=== REQUIRED ACTION 1 ===
Answer these questions about the bounty scandal commentary:
(a) Which sport does the writer suggest watching for something less violent?
(b) Which team does the writer say is not the only one with a bounty program?
(c) Where does the writer say football's controls exist, instead of on the field?
=== REQUIRED ACTION 2 ===
Carry on the bounty scandal commentary from where it stops.

=== GIVEN PASSAGE ===

——

I'm not advocating for Williams.  I'm not pardoning him.  I stated a month ago that he should be banned from the NFL for life.  The NFL is a dangerous, violent game.  That will never change; that's the nature of it.  If you want something a little more gentile, a little less violent, then watch baseball.  If you want large men crashing violently into other large men, you watch football.  If you want to watch more average-sized men crash violently into other average-sized men while moving very very fast on ice skates, you watch hockey.  I enjoy all of these sports, personally, for various reasons besides the obvious violence.  But I won't shy away from the reality - some of these sports are inherently violent and I admit to enjoying that regulated violence.

I do not endorse or enjoy, however, the active pursuit of intentional injury.  Does it happen sometimes?  Probably.  If anyone out there thinks the Saints are the only team with a bounty program, they're deluding themselves.  These are violent games played by people indoctrinated into that violence.  It's not abnormal to them.  It's completely ordinary and expected.  Understand that there are different social mores at work.  That yelling "WE NEED TO PUT THAT FUCKER DOWN" means something akin to "Knock him down a few times to make him think twice."  Out of context, yeah, sounds worse.  But without context, I refuse to judge completely.  But having Gregg Williams, in light of the bounty scandal, calling out injuries to target (basically), isn't exactly good for him.  But is it really that surprising?  Really?

Football provides, perhaps, the perfect storm for this sort of thing.  It's so highly regulated that it makes me think of how one child can instigate another and it's always the retaliatory child that gets caught.  There aren't many methods of self-policing in football.  Baseball and basketball aren't that violent in and of themselves.  Hockey is, in my opinion, far more violent than football and dealing with similar concussion problems - however, in hockey, if you do something dirty, there's a whole team with a whole game's worth of opportunities to make you pay for it.  People think fighting should be banned from hockey; I think fighting help keeps players in check and keep the game clean.  You know if you exist too far outside the rules, you're gonna become a target of the dirty play you enact.  It's fair to consider that the same controls don't exist in football; they're in the commissioner's office, not on the field.

——

(Collected data)
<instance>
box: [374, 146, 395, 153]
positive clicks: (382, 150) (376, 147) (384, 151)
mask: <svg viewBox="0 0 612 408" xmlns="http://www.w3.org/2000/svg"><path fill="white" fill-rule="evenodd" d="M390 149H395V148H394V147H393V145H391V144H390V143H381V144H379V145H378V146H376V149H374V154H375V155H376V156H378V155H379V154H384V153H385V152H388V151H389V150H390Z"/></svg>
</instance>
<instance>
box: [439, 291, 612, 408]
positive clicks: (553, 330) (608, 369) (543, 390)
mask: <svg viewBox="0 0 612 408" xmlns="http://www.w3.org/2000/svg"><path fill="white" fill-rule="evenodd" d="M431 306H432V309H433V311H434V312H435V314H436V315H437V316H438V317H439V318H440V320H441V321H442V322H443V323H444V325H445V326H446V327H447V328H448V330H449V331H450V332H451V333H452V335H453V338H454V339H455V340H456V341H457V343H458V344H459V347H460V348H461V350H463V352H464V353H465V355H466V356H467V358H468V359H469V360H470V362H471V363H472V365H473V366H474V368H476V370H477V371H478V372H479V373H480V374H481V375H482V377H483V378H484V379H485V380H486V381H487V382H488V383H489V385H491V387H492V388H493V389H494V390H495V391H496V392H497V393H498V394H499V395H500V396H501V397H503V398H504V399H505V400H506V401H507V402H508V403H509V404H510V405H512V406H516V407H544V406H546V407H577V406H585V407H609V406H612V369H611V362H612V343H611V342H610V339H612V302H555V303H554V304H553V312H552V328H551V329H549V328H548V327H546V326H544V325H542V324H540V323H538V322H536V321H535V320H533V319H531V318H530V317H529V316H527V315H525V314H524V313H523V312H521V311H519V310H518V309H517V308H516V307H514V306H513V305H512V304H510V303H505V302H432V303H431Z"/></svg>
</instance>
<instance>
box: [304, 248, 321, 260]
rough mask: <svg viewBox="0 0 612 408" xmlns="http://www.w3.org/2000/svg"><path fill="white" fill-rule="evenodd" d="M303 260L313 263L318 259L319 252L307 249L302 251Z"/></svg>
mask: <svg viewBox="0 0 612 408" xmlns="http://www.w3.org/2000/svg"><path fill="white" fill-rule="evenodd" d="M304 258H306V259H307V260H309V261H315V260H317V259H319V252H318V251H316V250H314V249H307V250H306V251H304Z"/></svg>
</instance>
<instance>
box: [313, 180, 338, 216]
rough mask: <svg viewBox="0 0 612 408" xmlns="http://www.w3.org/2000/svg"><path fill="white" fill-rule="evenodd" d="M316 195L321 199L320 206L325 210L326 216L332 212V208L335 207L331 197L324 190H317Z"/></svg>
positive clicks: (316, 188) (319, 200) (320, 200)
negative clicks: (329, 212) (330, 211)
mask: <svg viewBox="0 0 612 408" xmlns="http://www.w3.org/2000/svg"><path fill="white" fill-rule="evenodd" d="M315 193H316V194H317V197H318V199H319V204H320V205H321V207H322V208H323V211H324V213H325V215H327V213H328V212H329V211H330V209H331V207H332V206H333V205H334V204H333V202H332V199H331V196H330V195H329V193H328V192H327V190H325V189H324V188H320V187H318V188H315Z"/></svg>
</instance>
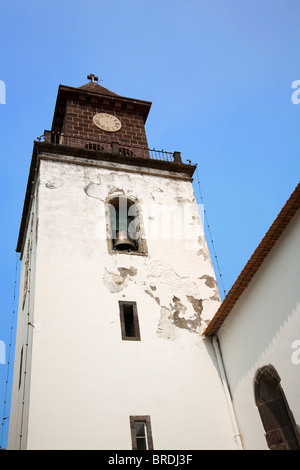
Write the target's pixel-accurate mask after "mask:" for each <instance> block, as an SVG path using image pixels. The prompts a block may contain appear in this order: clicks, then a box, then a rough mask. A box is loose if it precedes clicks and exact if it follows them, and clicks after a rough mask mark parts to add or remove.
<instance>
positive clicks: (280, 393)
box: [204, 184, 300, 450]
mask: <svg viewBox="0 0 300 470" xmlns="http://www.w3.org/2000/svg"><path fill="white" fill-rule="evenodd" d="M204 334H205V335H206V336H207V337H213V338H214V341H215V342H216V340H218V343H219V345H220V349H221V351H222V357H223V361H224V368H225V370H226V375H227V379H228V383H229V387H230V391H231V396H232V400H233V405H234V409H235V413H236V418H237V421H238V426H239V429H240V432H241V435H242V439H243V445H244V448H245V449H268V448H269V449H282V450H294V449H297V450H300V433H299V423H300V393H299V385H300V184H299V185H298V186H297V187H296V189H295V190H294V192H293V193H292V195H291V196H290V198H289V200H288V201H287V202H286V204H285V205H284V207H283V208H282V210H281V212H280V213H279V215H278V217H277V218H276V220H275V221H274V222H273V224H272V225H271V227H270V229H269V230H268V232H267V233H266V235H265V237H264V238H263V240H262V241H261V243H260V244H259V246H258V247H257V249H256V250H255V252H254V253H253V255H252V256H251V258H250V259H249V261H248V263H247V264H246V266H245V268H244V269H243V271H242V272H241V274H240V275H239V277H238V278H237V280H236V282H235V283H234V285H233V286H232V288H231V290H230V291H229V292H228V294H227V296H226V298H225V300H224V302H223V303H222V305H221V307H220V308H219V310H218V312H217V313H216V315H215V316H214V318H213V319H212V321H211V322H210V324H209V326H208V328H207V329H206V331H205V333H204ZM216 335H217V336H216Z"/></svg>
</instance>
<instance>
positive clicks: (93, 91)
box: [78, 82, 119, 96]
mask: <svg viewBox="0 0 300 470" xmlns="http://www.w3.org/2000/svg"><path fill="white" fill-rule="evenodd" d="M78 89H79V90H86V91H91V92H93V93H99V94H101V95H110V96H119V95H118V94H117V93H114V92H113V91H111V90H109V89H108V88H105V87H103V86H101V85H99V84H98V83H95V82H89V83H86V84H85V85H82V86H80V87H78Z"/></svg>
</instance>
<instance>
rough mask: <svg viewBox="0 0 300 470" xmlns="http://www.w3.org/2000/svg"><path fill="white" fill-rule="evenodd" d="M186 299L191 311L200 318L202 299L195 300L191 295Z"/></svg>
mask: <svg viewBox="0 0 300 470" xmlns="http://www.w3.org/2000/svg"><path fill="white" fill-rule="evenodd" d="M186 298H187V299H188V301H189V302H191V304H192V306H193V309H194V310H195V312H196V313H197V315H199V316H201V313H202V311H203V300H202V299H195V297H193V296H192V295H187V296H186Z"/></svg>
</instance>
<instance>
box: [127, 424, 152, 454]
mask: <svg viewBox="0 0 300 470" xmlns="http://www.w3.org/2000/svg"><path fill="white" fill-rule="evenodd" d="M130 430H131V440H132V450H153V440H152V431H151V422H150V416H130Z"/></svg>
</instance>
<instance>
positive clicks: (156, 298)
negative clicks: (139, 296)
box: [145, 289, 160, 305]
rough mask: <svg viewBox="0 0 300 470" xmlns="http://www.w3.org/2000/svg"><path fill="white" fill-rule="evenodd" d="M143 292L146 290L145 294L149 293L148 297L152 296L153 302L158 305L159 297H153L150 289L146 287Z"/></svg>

——

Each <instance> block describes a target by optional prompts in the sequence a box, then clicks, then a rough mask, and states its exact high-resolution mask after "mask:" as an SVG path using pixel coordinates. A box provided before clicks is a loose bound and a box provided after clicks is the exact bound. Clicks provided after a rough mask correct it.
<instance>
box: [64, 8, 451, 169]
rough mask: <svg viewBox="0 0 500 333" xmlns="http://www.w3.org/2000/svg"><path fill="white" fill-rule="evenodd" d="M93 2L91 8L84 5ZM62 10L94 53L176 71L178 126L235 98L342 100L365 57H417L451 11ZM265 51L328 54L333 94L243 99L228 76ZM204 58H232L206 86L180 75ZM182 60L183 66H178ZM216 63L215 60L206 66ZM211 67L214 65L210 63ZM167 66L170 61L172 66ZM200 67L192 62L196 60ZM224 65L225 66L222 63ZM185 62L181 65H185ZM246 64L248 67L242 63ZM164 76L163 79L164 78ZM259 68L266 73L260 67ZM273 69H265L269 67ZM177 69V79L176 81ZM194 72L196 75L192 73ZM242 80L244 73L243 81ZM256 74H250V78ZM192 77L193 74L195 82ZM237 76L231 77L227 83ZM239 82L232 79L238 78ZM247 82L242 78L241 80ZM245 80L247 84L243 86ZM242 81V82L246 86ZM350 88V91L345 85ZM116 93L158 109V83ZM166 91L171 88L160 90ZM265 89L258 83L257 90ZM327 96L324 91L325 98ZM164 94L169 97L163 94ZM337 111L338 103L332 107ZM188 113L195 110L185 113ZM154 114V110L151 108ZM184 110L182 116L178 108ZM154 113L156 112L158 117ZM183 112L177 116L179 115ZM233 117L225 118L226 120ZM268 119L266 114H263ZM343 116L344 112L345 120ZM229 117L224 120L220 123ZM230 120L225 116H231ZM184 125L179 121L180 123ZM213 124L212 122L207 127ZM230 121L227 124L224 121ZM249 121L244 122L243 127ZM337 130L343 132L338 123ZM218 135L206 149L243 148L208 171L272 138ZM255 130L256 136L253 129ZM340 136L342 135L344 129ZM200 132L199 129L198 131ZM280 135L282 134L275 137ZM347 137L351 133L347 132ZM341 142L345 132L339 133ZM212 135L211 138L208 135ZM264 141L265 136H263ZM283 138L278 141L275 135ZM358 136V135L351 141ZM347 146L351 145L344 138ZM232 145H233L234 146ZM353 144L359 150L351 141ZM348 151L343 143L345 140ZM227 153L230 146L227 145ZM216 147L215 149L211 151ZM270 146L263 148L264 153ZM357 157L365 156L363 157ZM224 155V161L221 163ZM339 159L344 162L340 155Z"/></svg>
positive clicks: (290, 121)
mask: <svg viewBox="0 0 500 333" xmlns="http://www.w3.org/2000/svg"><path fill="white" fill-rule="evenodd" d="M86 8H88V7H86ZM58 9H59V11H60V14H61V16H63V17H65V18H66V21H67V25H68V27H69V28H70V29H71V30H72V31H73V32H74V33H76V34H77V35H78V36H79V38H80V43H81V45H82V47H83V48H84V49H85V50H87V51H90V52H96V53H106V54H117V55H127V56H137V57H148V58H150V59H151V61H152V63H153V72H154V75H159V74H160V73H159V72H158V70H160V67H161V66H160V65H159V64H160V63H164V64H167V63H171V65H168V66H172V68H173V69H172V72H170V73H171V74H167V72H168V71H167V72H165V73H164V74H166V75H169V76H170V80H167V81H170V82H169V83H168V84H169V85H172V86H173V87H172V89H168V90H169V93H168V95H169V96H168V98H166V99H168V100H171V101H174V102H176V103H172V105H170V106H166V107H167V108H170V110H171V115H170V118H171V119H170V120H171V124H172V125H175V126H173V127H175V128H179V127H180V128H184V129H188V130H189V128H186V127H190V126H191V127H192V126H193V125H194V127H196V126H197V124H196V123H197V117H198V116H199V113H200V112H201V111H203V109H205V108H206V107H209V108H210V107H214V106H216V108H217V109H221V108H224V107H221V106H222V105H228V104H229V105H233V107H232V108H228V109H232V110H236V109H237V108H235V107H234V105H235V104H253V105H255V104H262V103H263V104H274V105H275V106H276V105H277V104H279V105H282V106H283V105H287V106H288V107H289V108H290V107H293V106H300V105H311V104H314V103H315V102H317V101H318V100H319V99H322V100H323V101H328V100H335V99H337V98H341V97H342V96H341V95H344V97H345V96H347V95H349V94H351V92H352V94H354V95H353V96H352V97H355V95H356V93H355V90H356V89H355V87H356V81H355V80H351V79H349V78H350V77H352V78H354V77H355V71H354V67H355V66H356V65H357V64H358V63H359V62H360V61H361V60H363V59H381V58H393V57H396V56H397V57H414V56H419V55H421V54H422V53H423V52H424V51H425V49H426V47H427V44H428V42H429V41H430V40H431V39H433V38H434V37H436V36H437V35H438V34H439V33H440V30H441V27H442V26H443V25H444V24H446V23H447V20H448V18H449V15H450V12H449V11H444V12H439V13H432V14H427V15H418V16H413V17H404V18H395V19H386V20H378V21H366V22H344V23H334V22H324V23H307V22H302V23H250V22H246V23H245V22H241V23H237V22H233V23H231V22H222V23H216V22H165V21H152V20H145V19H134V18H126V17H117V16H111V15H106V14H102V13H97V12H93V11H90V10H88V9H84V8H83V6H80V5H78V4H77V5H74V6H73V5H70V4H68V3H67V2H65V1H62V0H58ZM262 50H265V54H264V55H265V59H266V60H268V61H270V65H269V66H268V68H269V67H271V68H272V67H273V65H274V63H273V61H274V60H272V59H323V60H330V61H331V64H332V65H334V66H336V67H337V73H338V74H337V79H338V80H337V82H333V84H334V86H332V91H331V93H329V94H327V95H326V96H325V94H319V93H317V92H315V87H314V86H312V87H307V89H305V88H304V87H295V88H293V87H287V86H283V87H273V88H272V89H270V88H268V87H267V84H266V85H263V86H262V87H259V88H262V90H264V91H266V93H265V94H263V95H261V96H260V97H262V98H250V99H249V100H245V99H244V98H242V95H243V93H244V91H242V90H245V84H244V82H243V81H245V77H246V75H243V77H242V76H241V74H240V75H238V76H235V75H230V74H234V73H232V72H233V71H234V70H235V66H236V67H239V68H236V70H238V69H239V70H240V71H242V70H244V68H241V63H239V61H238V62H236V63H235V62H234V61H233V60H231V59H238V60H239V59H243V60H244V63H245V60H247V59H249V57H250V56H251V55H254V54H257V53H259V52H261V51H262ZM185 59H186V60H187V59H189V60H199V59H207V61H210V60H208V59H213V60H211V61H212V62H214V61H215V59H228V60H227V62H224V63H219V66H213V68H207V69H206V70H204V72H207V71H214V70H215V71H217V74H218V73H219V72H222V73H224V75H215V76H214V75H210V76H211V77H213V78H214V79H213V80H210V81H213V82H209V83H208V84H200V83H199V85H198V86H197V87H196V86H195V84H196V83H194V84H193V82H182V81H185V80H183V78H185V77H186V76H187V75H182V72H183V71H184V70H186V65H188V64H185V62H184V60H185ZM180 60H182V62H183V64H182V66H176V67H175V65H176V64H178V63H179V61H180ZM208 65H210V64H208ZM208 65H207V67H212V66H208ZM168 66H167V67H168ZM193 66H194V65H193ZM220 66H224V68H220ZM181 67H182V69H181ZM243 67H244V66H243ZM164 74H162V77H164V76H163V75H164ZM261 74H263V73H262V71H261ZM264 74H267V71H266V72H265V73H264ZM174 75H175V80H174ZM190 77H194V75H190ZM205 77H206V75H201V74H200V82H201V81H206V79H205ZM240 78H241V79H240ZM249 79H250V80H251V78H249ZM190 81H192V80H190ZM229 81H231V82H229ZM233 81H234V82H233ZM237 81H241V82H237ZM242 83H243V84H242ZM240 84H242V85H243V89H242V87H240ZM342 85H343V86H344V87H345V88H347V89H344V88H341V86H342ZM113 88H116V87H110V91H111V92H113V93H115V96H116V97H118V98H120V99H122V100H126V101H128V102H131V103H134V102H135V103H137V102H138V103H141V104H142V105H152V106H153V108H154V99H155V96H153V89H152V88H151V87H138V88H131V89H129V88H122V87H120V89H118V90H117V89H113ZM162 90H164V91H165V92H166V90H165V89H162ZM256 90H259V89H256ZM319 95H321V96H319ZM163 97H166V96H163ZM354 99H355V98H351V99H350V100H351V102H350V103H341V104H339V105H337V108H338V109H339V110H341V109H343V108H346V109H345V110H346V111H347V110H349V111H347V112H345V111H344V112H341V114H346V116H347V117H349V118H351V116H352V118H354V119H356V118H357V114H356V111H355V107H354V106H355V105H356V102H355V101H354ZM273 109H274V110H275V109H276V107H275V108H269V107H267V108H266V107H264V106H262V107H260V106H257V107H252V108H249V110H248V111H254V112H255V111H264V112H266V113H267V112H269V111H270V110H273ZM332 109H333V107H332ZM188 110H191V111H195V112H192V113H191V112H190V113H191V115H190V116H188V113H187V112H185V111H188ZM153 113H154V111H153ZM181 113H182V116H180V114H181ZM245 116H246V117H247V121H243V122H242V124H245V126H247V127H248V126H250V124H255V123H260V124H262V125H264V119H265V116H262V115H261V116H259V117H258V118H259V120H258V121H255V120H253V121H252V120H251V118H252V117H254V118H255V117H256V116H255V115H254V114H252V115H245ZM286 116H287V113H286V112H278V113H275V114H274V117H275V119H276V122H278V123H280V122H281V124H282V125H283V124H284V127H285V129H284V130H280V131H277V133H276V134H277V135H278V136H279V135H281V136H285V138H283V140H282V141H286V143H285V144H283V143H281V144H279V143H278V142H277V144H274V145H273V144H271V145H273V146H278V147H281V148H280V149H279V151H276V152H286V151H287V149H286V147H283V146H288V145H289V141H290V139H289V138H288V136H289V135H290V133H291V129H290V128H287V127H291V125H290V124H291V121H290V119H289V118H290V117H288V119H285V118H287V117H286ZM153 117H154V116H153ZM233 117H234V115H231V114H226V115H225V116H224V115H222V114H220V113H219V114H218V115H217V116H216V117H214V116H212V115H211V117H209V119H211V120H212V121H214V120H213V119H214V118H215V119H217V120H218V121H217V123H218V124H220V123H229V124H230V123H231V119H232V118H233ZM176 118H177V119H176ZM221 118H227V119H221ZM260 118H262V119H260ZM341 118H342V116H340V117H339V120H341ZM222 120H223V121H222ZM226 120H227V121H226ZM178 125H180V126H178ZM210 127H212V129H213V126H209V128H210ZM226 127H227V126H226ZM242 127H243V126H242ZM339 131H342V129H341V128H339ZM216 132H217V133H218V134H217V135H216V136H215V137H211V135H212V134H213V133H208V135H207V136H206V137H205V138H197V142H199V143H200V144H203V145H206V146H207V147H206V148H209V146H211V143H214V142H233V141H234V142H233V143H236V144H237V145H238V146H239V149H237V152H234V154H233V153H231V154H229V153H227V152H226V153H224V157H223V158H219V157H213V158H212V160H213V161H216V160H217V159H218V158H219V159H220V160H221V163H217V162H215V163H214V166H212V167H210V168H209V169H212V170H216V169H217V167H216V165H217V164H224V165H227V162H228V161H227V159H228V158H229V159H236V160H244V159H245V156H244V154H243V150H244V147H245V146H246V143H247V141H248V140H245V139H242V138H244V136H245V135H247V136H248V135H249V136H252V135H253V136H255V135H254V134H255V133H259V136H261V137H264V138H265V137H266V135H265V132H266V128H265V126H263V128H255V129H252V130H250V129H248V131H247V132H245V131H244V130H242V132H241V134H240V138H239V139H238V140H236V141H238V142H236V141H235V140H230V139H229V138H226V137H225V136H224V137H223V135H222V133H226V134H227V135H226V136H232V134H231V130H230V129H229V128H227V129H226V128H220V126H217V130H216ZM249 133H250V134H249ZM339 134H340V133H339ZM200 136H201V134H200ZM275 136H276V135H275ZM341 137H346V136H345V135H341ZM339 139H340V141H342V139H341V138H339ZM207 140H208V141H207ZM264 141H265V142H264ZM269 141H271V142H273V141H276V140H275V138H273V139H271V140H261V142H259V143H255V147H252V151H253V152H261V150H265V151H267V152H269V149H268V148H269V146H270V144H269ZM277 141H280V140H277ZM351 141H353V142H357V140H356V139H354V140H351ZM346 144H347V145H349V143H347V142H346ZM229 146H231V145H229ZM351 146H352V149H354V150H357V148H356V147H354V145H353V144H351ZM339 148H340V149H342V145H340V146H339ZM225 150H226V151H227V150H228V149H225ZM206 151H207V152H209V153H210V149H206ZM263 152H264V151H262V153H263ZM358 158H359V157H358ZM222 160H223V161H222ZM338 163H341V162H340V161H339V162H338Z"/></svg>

——

=== EXPECTED OUTPUT 1 ===
(a) Baseball.
(b) The Saints.
(c) In the commissioner's office.

=== EXPECTED OUTPUT 2 ===
Williams should be banned.  What he instigated was egregious and anyone else caught doing the same should face the same penalty.  If Roger Goodell truly wants to make the NFL a safer game, he has to crack down on this with the utmost sincerity and passion - which means he needs to start investigating better helmets for players, he needs to crack down hardest on coaches like Williams and Payton, and he needs to tell the league's television outlets to stop glamorizing hard hits.  This isn't an overnight fix; it's a whole culture change.  Football, like hockey, will always be a fast and violent sport.  And whatever powers-that-be in those sports need to acknowledge that and accept that injuries will happen.  People will get hurt playing these games. 

A line has to be drawn.  Intentional, egregious violence should be punished.  Incidental violence that comes as part of the game should be accepted for what it is.  But until I see these leagues pushing for better equipment and celebrating the violence less, I won't be able to believe their sincerity on the matter.  At the end of the day, the violence of the sport is what brings revenue.  Until Roger Goodell pulls programming celebrating bone-rattling hits, til he stops talking about 18-game seasons, til he starts pushing research or mandates for better (more expensive) helmets and equipment, he'll always seem two-faced on this topic to me: he wants a safer game, yes, but only if it doesn't threaten the revenue pie.  And at the end of the day, sadly, that's all it's about.